What you will do: Below are the entries; output exactly the lines from the one containing "Phrase: sunlit rock face" through the final line, inclusive.

Records:

---*---

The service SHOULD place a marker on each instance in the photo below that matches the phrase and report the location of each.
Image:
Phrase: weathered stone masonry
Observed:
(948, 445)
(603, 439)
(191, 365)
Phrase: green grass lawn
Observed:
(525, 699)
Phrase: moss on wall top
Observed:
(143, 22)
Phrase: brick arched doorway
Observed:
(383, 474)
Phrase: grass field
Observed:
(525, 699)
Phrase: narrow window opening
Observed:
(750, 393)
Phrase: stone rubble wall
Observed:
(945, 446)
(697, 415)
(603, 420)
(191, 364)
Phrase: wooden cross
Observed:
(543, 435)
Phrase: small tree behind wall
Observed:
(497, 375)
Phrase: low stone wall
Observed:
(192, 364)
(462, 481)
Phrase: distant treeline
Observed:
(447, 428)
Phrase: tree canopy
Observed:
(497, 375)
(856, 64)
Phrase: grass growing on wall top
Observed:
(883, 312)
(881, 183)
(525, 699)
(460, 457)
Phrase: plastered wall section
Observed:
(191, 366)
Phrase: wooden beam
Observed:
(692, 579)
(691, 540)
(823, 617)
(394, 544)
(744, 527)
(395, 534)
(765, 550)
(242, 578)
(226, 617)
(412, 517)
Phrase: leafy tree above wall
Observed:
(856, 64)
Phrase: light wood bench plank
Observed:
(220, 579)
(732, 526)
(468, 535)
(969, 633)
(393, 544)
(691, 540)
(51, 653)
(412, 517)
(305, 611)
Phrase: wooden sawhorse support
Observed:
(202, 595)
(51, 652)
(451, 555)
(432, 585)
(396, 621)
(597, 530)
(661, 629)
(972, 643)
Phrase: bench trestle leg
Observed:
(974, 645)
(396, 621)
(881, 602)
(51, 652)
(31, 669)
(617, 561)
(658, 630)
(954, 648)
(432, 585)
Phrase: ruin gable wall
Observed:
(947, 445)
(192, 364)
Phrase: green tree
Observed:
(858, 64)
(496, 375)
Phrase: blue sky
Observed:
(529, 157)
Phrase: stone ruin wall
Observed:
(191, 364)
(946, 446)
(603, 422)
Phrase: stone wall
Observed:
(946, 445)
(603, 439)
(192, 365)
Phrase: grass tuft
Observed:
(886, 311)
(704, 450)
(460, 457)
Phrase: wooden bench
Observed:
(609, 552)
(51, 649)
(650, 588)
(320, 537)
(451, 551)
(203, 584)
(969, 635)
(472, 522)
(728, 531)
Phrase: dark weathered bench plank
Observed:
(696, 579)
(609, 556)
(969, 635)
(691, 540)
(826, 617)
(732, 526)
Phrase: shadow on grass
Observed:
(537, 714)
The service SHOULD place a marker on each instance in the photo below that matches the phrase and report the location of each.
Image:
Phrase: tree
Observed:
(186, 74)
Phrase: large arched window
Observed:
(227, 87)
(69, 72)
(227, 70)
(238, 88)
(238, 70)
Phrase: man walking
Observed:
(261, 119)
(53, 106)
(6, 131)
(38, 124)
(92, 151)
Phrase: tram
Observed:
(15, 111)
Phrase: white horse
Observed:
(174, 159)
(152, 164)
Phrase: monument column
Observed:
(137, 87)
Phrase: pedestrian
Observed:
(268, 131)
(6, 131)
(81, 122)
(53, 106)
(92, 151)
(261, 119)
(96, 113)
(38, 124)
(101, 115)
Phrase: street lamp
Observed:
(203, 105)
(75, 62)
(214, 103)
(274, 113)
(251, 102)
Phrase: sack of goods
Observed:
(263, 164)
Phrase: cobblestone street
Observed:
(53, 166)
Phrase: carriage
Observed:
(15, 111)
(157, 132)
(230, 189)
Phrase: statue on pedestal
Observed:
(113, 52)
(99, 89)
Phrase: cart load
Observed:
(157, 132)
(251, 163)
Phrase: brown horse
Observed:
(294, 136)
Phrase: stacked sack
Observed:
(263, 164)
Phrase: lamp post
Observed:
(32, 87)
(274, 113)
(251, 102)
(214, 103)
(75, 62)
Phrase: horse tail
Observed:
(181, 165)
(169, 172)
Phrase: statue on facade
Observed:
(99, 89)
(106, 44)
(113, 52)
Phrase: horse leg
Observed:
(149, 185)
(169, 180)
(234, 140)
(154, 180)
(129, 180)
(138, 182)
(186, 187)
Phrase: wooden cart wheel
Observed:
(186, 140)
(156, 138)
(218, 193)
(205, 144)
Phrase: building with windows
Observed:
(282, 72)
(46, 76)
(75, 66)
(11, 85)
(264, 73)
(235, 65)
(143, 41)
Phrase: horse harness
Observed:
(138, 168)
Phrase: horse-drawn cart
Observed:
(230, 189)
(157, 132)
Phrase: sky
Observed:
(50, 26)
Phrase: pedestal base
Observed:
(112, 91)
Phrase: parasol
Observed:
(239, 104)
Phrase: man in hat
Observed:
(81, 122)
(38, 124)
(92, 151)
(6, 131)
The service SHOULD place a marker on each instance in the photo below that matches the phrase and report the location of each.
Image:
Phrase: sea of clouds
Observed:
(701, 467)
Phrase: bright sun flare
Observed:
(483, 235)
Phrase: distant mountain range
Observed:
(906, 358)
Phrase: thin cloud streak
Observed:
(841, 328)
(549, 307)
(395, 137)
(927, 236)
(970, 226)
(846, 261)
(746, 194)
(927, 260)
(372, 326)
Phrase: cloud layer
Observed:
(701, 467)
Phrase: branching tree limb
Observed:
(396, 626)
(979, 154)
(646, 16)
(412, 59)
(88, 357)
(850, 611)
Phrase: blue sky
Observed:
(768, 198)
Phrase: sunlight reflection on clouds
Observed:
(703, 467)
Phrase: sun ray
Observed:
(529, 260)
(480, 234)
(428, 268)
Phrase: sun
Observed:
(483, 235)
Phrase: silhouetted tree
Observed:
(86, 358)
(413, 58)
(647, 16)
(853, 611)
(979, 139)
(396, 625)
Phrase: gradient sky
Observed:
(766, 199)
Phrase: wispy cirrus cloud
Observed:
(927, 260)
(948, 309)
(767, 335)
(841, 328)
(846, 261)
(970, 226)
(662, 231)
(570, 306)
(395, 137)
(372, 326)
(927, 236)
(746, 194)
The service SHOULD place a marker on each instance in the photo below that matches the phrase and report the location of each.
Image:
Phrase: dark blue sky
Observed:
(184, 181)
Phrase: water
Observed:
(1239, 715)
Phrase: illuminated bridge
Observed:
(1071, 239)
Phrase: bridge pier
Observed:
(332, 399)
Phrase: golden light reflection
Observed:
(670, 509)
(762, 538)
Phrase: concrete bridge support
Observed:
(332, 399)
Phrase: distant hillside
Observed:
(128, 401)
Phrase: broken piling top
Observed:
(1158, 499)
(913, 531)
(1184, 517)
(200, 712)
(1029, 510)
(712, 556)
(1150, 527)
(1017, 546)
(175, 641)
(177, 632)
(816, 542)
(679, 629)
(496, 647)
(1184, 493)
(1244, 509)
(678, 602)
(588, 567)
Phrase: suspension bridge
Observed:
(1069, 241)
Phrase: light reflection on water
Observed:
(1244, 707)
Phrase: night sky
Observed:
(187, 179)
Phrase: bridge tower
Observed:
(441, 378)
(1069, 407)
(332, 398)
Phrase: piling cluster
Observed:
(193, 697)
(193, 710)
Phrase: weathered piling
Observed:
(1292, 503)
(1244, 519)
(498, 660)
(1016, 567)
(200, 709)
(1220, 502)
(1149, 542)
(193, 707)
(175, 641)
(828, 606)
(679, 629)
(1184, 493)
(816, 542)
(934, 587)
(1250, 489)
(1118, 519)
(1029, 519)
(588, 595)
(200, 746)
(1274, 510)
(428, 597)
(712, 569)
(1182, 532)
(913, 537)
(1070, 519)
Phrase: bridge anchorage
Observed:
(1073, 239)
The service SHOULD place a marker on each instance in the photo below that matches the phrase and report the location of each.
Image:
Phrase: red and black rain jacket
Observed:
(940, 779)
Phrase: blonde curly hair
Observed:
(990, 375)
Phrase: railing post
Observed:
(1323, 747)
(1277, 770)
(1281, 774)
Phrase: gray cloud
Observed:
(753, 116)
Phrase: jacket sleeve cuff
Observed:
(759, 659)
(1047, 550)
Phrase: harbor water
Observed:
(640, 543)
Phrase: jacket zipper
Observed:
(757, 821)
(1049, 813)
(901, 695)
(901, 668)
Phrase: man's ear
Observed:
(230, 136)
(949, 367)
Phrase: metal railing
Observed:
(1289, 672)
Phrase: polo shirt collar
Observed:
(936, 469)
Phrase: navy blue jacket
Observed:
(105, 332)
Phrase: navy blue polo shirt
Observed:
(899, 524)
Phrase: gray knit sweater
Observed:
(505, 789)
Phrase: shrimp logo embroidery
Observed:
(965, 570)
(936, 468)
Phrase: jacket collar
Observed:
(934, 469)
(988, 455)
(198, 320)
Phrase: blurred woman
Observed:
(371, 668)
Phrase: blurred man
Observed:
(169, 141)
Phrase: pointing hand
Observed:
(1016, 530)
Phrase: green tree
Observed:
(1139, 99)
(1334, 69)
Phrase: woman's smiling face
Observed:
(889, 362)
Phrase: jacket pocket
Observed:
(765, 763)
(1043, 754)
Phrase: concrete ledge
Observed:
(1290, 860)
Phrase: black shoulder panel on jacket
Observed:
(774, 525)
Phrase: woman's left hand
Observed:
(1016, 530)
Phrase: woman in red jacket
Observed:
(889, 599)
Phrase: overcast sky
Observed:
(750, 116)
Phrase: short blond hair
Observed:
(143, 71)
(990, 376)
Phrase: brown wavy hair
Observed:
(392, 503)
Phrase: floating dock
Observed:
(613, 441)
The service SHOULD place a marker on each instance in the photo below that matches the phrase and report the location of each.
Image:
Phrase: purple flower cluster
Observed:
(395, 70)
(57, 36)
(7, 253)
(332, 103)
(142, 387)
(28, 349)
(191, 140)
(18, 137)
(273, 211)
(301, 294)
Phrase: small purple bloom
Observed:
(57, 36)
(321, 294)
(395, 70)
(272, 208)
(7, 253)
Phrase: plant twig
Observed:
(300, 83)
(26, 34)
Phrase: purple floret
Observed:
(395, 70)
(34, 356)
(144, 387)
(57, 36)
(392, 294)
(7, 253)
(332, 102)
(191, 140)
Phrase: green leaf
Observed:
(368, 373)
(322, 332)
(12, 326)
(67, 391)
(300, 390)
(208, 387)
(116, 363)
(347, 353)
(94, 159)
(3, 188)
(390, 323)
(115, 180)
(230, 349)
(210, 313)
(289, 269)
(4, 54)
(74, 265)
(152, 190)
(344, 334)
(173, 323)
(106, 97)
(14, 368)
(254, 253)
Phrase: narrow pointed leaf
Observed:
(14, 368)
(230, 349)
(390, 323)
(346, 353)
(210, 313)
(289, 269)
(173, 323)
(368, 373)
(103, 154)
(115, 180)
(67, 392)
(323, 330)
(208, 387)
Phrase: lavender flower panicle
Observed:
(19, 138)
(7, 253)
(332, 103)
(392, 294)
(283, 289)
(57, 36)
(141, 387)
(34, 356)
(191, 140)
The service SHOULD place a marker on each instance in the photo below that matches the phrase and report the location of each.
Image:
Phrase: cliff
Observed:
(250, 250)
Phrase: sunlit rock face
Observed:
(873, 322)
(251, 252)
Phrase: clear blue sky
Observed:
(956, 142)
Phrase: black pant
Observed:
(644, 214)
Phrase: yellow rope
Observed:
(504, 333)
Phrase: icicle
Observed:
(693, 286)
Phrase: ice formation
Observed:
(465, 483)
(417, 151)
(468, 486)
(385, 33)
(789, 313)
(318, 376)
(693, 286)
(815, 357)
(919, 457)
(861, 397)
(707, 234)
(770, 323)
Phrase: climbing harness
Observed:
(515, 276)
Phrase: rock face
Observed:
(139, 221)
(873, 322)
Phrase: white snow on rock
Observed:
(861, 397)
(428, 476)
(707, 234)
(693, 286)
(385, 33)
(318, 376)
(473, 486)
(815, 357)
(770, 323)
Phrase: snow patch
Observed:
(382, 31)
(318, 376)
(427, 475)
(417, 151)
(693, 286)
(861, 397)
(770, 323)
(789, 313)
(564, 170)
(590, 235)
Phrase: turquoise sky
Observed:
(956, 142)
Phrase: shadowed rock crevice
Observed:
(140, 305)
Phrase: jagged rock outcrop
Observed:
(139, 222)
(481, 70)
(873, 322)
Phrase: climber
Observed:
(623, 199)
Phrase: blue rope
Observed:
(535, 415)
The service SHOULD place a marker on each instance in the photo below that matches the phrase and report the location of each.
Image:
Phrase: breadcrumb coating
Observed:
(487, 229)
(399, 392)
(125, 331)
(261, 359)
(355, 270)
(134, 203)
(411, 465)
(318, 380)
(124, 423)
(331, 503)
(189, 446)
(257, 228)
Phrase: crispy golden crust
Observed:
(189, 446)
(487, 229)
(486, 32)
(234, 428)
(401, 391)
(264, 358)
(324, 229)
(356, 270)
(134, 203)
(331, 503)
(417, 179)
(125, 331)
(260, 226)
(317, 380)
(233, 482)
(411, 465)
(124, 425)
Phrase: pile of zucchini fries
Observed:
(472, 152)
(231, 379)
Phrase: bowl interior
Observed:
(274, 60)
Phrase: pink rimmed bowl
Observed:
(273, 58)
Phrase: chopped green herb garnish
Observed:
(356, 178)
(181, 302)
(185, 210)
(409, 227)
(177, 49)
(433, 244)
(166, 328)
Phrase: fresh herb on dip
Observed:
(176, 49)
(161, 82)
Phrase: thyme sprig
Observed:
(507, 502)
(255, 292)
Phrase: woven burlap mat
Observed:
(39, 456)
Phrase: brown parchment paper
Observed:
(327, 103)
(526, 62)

---*---

Answer for the task:
Phrase: sunlit rock face
Observed:
(873, 322)
(251, 252)
Phrase: clear blue sky
Observed:
(956, 142)
Phrase: black pant
Observed:
(644, 214)
Phrase: yellow rope
Observed:
(504, 333)
Phrase: icicle
Observed:
(693, 286)
Phrase: ice formation
Observed:
(465, 483)
(417, 151)
(468, 486)
(385, 33)
(789, 313)
(318, 376)
(693, 286)
(815, 357)
(919, 457)
(861, 397)
(707, 234)
(770, 323)
Phrase: climbing harness
Observed:
(515, 276)
Phrase: rock face
Observed:
(139, 221)
(873, 322)
Phrase: white snow on rock
Observed:
(861, 397)
(428, 476)
(707, 234)
(693, 286)
(385, 33)
(318, 376)
(473, 486)
(815, 357)
(770, 323)
Phrase: snow patch
Observed:
(382, 31)
(318, 376)
(427, 475)
(417, 151)
(693, 286)
(861, 397)
(770, 323)
(789, 313)
(564, 170)
(590, 235)
Phrase: turquoise sky
Observed:
(956, 142)
Phrase: shadowed rock crevice
Observed:
(140, 305)
Phrase: jagged rock outcrop
Observed:
(139, 222)
(481, 70)
(873, 322)
Phrase: climber
Observed:
(623, 199)
Phrase: blue rope
Observed:
(535, 415)
The service SHOULD place a marker on each instance in the photo below that matches the phrase and report the location of each.
Image:
Phrase: breadcrumb coating
Observed:
(487, 229)
(399, 392)
(125, 331)
(261, 359)
(355, 270)
(134, 203)
(411, 465)
(318, 380)
(124, 423)
(331, 503)
(189, 446)
(257, 228)
Phrase: crispy golden crust
Observed:
(189, 446)
(487, 229)
(486, 32)
(234, 428)
(401, 391)
(264, 358)
(324, 229)
(356, 270)
(134, 203)
(331, 503)
(417, 179)
(125, 331)
(260, 226)
(317, 380)
(233, 482)
(411, 465)
(124, 425)
Phrase: pile of zucchini fries
Observed:
(472, 152)
(231, 379)
Phrase: bowl interior
Observed:
(274, 60)
Phrase: pink rimmed bowl
Observed:
(273, 58)
Phrase: chopped green herb garnish
Observed:
(356, 178)
(181, 302)
(185, 210)
(409, 227)
(177, 49)
(433, 244)
(166, 328)
Phrase: fresh herb on dip
Observed:
(176, 49)
(161, 82)
Phrase: thyme sprig
Observed:
(507, 502)
(255, 292)
Phrase: woven burlap mat
Observed:
(39, 456)
Phrase: brown parchment paper
Observed:
(327, 103)
(526, 62)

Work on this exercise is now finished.